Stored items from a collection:
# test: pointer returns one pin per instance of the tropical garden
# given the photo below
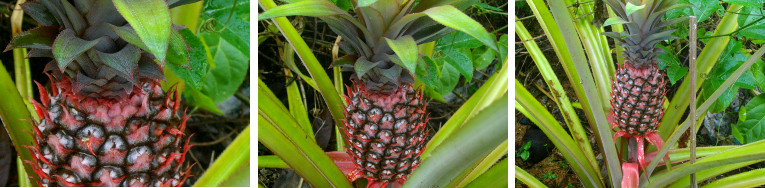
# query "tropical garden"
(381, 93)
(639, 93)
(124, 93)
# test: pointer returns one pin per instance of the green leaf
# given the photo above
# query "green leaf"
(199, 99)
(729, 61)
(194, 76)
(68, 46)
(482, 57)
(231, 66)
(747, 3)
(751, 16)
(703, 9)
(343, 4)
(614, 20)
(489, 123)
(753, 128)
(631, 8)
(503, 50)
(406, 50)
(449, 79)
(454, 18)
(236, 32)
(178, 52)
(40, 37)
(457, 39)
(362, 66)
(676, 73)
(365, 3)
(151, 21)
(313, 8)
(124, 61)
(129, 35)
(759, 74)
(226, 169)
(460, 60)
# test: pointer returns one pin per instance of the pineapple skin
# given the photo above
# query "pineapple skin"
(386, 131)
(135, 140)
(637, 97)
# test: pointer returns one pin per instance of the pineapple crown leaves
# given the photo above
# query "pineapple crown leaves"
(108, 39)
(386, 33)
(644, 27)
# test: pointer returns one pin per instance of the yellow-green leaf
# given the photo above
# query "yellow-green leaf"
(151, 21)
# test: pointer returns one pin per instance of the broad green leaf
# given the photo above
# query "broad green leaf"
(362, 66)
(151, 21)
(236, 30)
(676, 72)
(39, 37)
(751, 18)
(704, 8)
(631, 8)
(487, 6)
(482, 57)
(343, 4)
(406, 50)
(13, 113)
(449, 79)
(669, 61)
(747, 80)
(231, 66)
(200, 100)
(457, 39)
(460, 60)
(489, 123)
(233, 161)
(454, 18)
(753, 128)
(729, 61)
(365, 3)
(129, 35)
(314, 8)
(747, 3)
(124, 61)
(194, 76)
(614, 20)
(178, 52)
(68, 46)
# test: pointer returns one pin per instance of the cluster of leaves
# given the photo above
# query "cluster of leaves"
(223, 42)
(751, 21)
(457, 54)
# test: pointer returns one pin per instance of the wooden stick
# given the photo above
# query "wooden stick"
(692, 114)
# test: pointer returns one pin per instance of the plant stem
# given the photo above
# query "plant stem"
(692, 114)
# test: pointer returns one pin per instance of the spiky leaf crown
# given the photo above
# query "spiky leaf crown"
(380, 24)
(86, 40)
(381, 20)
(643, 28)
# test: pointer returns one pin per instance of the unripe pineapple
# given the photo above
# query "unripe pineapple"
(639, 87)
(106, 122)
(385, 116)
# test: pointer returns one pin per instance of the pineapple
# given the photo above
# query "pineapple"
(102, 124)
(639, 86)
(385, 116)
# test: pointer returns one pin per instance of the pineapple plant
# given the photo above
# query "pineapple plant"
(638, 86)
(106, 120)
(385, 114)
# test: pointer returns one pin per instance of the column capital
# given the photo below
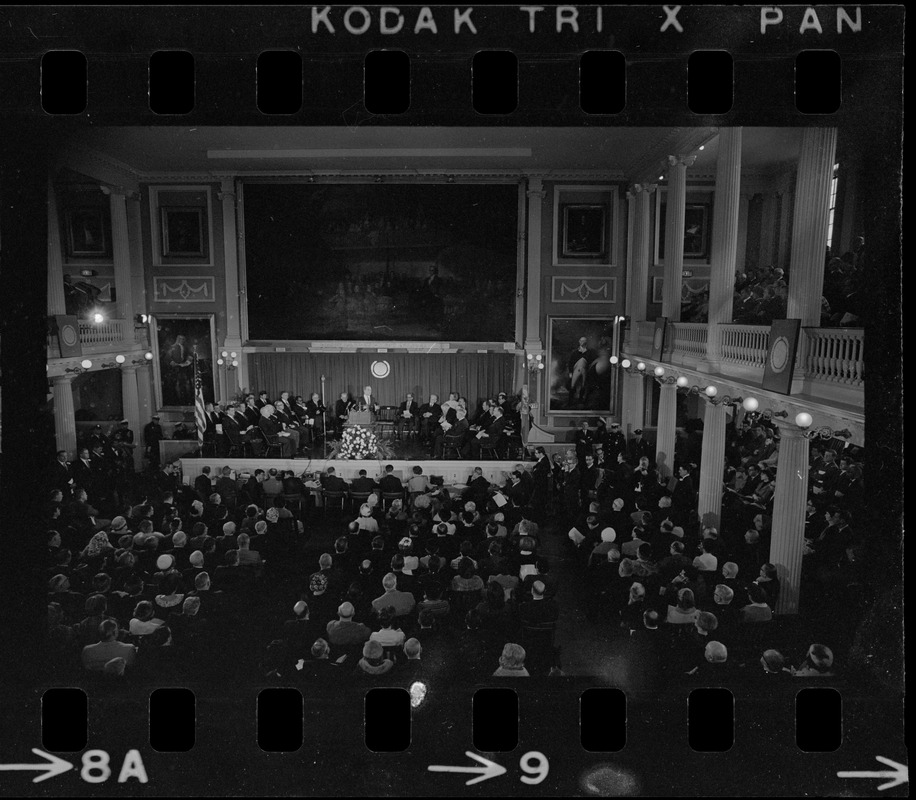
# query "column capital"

Exercise — Go through the entries above and count each line that contains the string "column". Reply only with the total.

Answer section — 2